Resume the forum exchange about appeasing Hitler, writing what follows its final sentence.

- [Extract to read]

= = = = =

OK, I should clarify some of what I said.
For some reason I was only thinking of the appeasement efforts immediately preceding the war, when Germany was already fully armed and ready for action. Those are the ones I think didn't make much of a difference. I wasn't thinking about the previous years, when Germany was just starting to rearm.
I agreee that things might have turned out differently if Britain and France had confronted Hitler when he first started violating the Versailles treaty. I don't know though, exactly what Britain and France should have done. Give some sort of warning that they would attack Germany if it didn't behave differently? Did they really have the strengh to do that, even before Germany had rearmed fully?

Winston Bunker - 10/17/2002

Far better to confront a Hitler, like Saddam, earlier rather than latter. We had better act quick and get Bush, Cheny, Rumsfeld and
all those incredible-misreading Saddam-appeasers out of Washington fast.

Quick ! Call Henry Hyde. Weapons of mass destruction are not as
serious as staining a blue dress, but we need an impeachment panel, and pronto, folks !

W. D. Bunker

Scratched Head - 10/17/2002

A problem in the world not caused by Muslim extremists ? !!

My, my, can we handle such complexity ?
Such an unprecedented conundrum ?

Must we stop shouting and think ?

Oh dear me.

Alec Lloyd - 10/17/2002

Mr. Gomez is correct that Hitler desired war; however the German public did not.

Perhaps Mr. Gomez is unaware of the various coup attempts formulated by the general staff, of which the Munich one is the best-documented. Chamberlain’s eleventh-hour surrender to Hitler’s demand undercut the high command, which felt that they had no right to intervene if Hitler was about to succeed.

= = = = =

- [Recorded information]
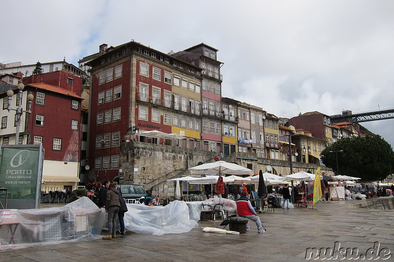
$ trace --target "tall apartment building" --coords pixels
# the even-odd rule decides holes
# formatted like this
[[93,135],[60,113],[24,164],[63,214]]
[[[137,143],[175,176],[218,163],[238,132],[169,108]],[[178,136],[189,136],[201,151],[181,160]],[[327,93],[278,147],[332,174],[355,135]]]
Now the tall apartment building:
[[[198,62],[202,58],[194,50],[187,50],[181,59],[179,54],[164,54],[131,41],[107,49],[88,62],[92,68],[89,141],[94,142],[89,150],[90,175],[97,180],[119,175],[119,145],[125,137],[172,142],[144,135],[146,131],[177,134],[187,138],[185,146],[219,152],[221,107],[203,110],[205,77]],[[188,61],[186,58],[192,55],[196,60]],[[213,101],[221,101],[215,89],[210,93]],[[207,125],[206,119],[216,118],[220,126],[210,120]]]

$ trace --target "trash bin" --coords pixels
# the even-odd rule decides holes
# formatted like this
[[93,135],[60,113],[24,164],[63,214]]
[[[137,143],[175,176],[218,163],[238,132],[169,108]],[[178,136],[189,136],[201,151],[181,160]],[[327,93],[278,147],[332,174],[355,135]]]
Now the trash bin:
[[241,234],[244,234],[246,233],[246,223],[249,220],[247,218],[237,216],[229,217],[228,219],[230,231],[236,231]]

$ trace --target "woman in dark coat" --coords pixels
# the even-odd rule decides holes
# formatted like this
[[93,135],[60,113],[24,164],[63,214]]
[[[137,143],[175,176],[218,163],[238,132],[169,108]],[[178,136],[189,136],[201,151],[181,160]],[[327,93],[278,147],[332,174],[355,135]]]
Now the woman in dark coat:
[[120,208],[117,184],[111,184],[105,193],[105,212],[108,213],[108,234],[103,239],[116,238],[116,218]]

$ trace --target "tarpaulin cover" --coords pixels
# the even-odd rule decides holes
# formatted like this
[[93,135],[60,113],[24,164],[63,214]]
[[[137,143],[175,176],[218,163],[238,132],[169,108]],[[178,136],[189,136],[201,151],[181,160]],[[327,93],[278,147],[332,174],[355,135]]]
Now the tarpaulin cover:
[[98,238],[104,213],[87,197],[61,207],[0,210],[1,249]]
[[125,213],[125,227],[136,233],[185,233],[198,226],[189,218],[189,208],[183,201],[176,200],[164,206],[127,204],[129,211]]

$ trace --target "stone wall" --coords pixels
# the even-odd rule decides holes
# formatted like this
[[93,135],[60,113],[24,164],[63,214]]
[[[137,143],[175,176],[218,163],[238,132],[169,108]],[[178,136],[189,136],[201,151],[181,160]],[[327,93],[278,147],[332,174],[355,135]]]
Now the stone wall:
[[[187,169],[197,165],[199,162],[213,162],[219,154],[191,148],[130,142],[121,144],[119,156],[120,169],[124,174],[122,184],[138,184],[146,190],[152,191],[152,196],[159,196],[161,199],[174,199],[175,182],[168,179],[189,175]],[[282,160],[260,158],[251,153],[235,153],[222,159],[247,167],[251,165],[256,173],[260,170],[267,171],[270,166],[273,173],[280,175],[290,174],[290,162]],[[315,173],[319,166],[311,164],[293,162],[293,172]],[[332,170],[322,166],[326,175],[333,174]],[[182,189],[181,189],[182,190]]]

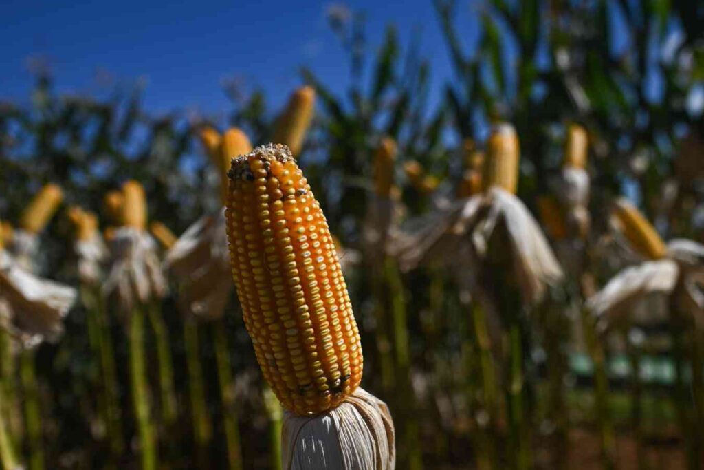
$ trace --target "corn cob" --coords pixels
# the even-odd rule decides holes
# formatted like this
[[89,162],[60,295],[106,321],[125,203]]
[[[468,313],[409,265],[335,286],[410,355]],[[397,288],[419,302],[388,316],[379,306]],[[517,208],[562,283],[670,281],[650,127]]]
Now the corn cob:
[[227,172],[230,171],[232,159],[245,155],[252,151],[252,144],[247,135],[237,128],[230,128],[222,136],[222,143],[218,155],[218,161],[215,165],[220,171],[222,202],[227,198],[227,185],[229,180]]
[[164,248],[168,249],[176,242],[176,235],[169,230],[169,228],[161,222],[152,222],[149,224],[149,233],[159,241]]
[[396,144],[391,137],[384,137],[374,154],[374,185],[377,195],[388,199],[394,185],[394,163]]
[[112,242],[115,240],[115,235],[117,230],[117,227],[106,227],[105,230],[103,230],[103,238],[104,238],[106,242]]
[[546,231],[555,240],[564,240],[567,236],[565,216],[557,200],[551,196],[538,197],[538,213]]
[[77,206],[68,210],[68,218],[75,228],[76,240],[90,240],[98,230],[98,218],[95,214]]
[[520,148],[518,136],[510,124],[494,127],[489,138],[485,189],[498,186],[511,194],[518,186],[518,164]]
[[122,185],[122,223],[141,230],[146,228],[146,197],[144,187],[130,180]]
[[614,204],[613,216],[637,253],[650,259],[665,256],[667,251],[665,242],[635,206],[623,197],[619,198]]
[[22,214],[20,227],[30,233],[44,230],[63,199],[63,192],[56,185],[49,184],[34,196]]
[[289,411],[330,409],[359,386],[363,358],[325,217],[286,146],[236,159],[230,178],[232,273],[264,377]]
[[286,109],[277,120],[274,142],[288,145],[294,156],[301,153],[303,148],[315,104],[315,90],[311,87],[301,87],[291,95]]
[[567,128],[567,138],[565,142],[564,166],[584,168],[586,166],[589,139],[584,128],[572,124]]
[[[470,141],[470,142],[467,142]],[[458,187],[457,196],[459,198],[469,197],[482,192],[482,171],[484,163],[483,151],[474,148],[474,141],[467,139],[464,144],[465,166],[467,168],[462,175],[462,180]]]
[[474,139],[469,137],[462,142],[462,156],[465,168],[472,168],[474,154],[477,153],[477,144]]
[[113,223],[122,223],[122,204],[125,203],[125,196],[122,192],[117,190],[108,191],[105,194],[103,206],[105,214]]

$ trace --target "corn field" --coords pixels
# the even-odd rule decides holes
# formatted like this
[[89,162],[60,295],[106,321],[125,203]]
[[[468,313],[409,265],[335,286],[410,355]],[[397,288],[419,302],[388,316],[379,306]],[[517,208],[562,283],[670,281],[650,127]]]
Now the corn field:
[[704,8],[433,4],[441,82],[337,8],[345,89],[0,101],[0,467],[704,468]]

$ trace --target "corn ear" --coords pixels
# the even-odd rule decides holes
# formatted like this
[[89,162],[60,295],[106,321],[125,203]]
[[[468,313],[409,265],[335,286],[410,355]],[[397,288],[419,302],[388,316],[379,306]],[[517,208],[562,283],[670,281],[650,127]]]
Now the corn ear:
[[584,128],[572,124],[567,128],[567,138],[565,142],[564,166],[584,168],[586,166],[589,137]]
[[313,120],[315,104],[315,90],[301,87],[294,92],[284,112],[277,120],[274,142],[288,145],[295,156],[301,153],[306,133]]
[[555,240],[564,240],[567,236],[565,215],[557,200],[552,196],[538,197],[538,213],[548,235]]
[[12,241],[14,232],[12,224],[6,221],[0,221],[0,249]]
[[167,249],[172,247],[177,240],[174,233],[161,222],[154,221],[150,223],[149,233]]
[[488,149],[485,189],[498,186],[515,194],[518,187],[520,147],[513,126],[510,124],[495,126],[489,138]]
[[213,163],[218,166],[220,174],[220,188],[222,202],[227,197],[227,172],[230,171],[232,159],[249,154],[252,151],[252,144],[247,135],[237,128],[230,128],[222,136],[220,151]]
[[617,199],[613,216],[636,252],[649,259],[660,259],[665,256],[667,247],[655,228],[625,198]]
[[44,229],[63,200],[63,192],[56,185],[42,187],[27,206],[20,219],[20,227],[30,233]]
[[264,377],[289,411],[330,409],[359,386],[363,361],[325,216],[284,145],[236,159],[230,178],[232,273]]
[[394,139],[384,137],[374,154],[374,186],[380,197],[388,199],[391,196],[397,150]]
[[144,187],[134,180],[122,185],[125,202],[122,223],[127,227],[143,230],[146,228],[146,197]]
[[104,238],[106,242],[112,242],[115,240],[115,235],[117,230],[117,227],[106,227],[105,230],[103,230],[103,238]]

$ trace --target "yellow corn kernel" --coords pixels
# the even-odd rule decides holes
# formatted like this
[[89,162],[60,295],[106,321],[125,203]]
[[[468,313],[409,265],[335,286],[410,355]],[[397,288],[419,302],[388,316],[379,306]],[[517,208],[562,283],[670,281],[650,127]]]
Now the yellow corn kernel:
[[220,165],[220,142],[222,137],[217,130],[209,125],[204,125],[199,130],[199,137],[203,146],[206,147],[208,156],[215,165]]
[[265,378],[298,414],[330,409],[362,379],[359,330],[325,216],[289,149],[232,161],[232,274]]
[[428,194],[434,191],[440,185],[440,180],[433,175],[426,175],[420,180],[417,190],[423,194]]
[[149,233],[167,249],[174,246],[174,243],[176,242],[176,235],[161,222],[155,221],[150,223]]
[[0,249],[12,241],[14,232],[12,224],[5,221],[0,221]]
[[315,90],[312,87],[301,87],[291,95],[286,109],[277,119],[274,142],[288,145],[294,156],[303,148],[315,104]]
[[457,197],[470,197],[482,192],[482,172],[477,170],[465,170],[462,180],[457,188]]
[[553,240],[559,241],[567,237],[567,228],[565,223],[565,214],[554,197],[538,197],[538,214],[543,226]]
[[103,199],[103,206],[106,215],[113,223],[122,223],[122,206],[125,204],[125,196],[121,191],[114,190],[108,191]]
[[394,163],[396,157],[396,141],[384,137],[374,154],[374,185],[377,195],[388,198],[394,185]]
[[220,190],[223,204],[227,197],[227,171],[230,171],[232,159],[249,154],[251,151],[252,144],[249,142],[249,137],[241,129],[230,128],[222,135],[220,151],[216,159],[213,160],[213,163],[217,166],[220,174]]
[[584,128],[572,124],[567,128],[567,138],[565,142],[564,166],[584,168],[586,166],[589,138]]
[[90,240],[98,231],[98,218],[77,206],[68,209],[68,219],[73,224],[77,240]]
[[63,200],[63,192],[56,185],[42,187],[27,206],[20,218],[20,227],[30,233],[44,229]]
[[122,185],[122,223],[127,227],[144,230],[146,228],[146,197],[144,187],[134,180]]
[[115,235],[118,230],[117,227],[106,227],[103,230],[103,238],[106,242],[112,242],[115,240]]
[[635,206],[625,198],[619,198],[614,204],[613,216],[624,236],[637,253],[649,259],[665,256],[667,249],[665,242]]
[[493,186],[502,187],[515,194],[518,187],[518,164],[520,147],[518,136],[510,124],[494,127],[488,143],[489,155],[486,162],[486,189]]

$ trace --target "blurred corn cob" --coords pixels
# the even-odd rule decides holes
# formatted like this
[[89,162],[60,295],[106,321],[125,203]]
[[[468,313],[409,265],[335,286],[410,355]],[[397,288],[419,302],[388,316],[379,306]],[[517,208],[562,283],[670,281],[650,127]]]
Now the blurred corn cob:
[[665,256],[667,247],[655,227],[628,200],[620,198],[615,202],[613,217],[636,252],[648,259],[660,259]]
[[394,186],[394,166],[397,154],[396,143],[384,137],[374,154],[374,185],[377,195],[389,198]]
[[467,139],[463,146],[465,171],[457,190],[458,198],[469,197],[482,192],[484,154],[478,150],[472,139]]
[[20,227],[30,233],[39,233],[44,230],[49,219],[56,213],[63,192],[56,185],[49,184],[34,196],[20,218]]
[[43,187],[32,198],[20,216],[20,223],[8,247],[17,262],[30,272],[37,271],[37,236],[56,214],[63,193],[53,184]]
[[567,137],[565,142],[564,166],[584,168],[586,166],[587,145],[589,137],[584,128],[578,124],[571,124],[567,128]]
[[285,147],[233,161],[227,237],[237,293],[264,376],[300,414],[359,386],[362,351],[325,216]]
[[428,175],[425,168],[417,160],[409,160],[403,163],[403,172],[410,185],[418,192],[427,194],[434,191],[440,180],[433,175]]
[[495,126],[487,146],[485,187],[498,186],[515,194],[518,187],[520,148],[513,126],[510,124]]
[[174,233],[161,222],[151,222],[149,224],[149,233],[166,249],[172,247],[177,240]]
[[294,156],[303,149],[315,104],[315,90],[311,87],[301,87],[294,92],[286,109],[277,119],[272,140],[288,145]]

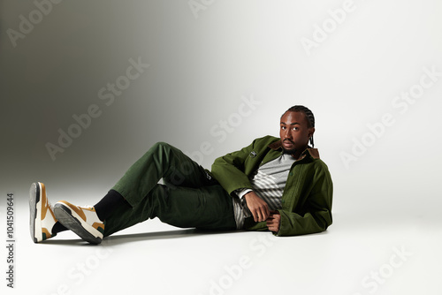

= = = = =

- [Result of the exercise]
Also of note is the dismay the German people displayed upon learning that Britain and France had declared war on them on Sept. 3, 1939. Hitler had hoped they would back down again, and the population did, too. However, when they did not, Hitler was enraged that the German people looked upon war with dread rather than joy. It was only his impressive string of early victories and Goebbels’ effective propaganda machine that finally roused the German populace to war.

Appeasement allowed Hitler to consolidate his power, making the war he desired easier farther down the road. It also allowed Germany to make massive strides in its rearmament program. Does Mr. Gomez seriously believe that the Germany of 1936 was stronger vs the Allies than that of 1939?

More to the point, the recent revelations of North Korean duplicity in developing nuclear weapons underscores the futility of Clintonian “engagement.” We offered danegeld to a dictatorial regime and they used it to build nuclear weapons. I don’t know how anyone can be surprised by that a hereditary dictatorship keeping its people in a permanent state of starvation would lie to its neighbors, but there it is.

Bob Greene - 10/16/2002

Mr. Gomez reply to Daniel Pipie's article betrays an incredible misreading of prewar Germany. Of course appeasement contributed to the outbreak of World War Two. Hitler was emboldened by the weakness displayed by Britain and France. At each encroachment by Hitler the allies weakness only convinced him that they would do nothing regardless of the actions he took. When the Germans marched into the Rhineland in violation of the Versailles treaty they were under orders to withdraw if there was any resistance. Hitler could and should have been stopped before his rearmament could reach the stage where his was a real threat.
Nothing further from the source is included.